Extracted data entries
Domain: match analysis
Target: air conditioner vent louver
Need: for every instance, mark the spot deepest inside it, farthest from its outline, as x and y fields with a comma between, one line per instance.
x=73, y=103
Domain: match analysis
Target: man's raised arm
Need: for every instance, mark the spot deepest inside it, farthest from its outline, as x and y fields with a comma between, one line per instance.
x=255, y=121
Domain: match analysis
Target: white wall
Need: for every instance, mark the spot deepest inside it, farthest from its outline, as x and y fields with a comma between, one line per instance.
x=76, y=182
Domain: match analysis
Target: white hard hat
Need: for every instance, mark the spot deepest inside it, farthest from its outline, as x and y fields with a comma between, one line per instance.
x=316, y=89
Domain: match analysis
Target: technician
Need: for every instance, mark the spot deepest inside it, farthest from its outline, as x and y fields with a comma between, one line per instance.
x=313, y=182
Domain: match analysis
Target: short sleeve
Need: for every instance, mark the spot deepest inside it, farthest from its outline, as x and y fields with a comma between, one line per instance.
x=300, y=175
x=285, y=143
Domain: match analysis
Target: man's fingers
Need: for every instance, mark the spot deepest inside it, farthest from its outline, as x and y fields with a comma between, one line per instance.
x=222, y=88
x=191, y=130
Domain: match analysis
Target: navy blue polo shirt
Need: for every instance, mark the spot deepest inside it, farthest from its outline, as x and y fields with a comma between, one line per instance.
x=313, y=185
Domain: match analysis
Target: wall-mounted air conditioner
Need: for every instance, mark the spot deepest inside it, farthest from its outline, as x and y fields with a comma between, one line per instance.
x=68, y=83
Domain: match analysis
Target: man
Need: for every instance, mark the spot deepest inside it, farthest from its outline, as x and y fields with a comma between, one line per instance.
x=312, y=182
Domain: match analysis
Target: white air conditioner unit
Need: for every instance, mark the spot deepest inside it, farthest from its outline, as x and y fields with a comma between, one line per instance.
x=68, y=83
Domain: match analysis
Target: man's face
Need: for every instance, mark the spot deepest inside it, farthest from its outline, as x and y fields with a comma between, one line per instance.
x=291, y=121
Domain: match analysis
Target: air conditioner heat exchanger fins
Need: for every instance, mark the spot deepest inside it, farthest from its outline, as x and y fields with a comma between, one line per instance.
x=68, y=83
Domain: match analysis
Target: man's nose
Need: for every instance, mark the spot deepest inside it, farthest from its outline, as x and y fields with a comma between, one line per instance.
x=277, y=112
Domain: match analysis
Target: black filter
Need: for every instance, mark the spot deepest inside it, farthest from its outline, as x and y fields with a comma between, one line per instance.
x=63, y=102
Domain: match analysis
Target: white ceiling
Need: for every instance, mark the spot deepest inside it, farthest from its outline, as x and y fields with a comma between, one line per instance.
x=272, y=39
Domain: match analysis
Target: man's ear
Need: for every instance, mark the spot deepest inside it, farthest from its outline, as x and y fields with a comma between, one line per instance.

◆ **Directions**
The lines running from the start of the data through the one that contains "Target: white hard hat" should be reproduced exactly, and only those.

◆ **Written response**
Domain: match analysis
Target: air conditioner vent louver
Need: for every instance, mark the spot deepest inside it, farthest from its outline, as x and y fields with a comma between, one line per instance.
x=73, y=103
Domain: match analysis
Target: man's raised arm
Need: for every instance, mark the spot deepest inside it, farthest from its outline, as x and y fields with a comma between, one line per instance.
x=255, y=121
Domain: match analysis
Target: white wall
Need: for every instance, mark the spot deepest inside it, farthest from its outline, as x and y fields with a comma between, one line per instance.
x=76, y=182
Domain: match analysis
Target: white hard hat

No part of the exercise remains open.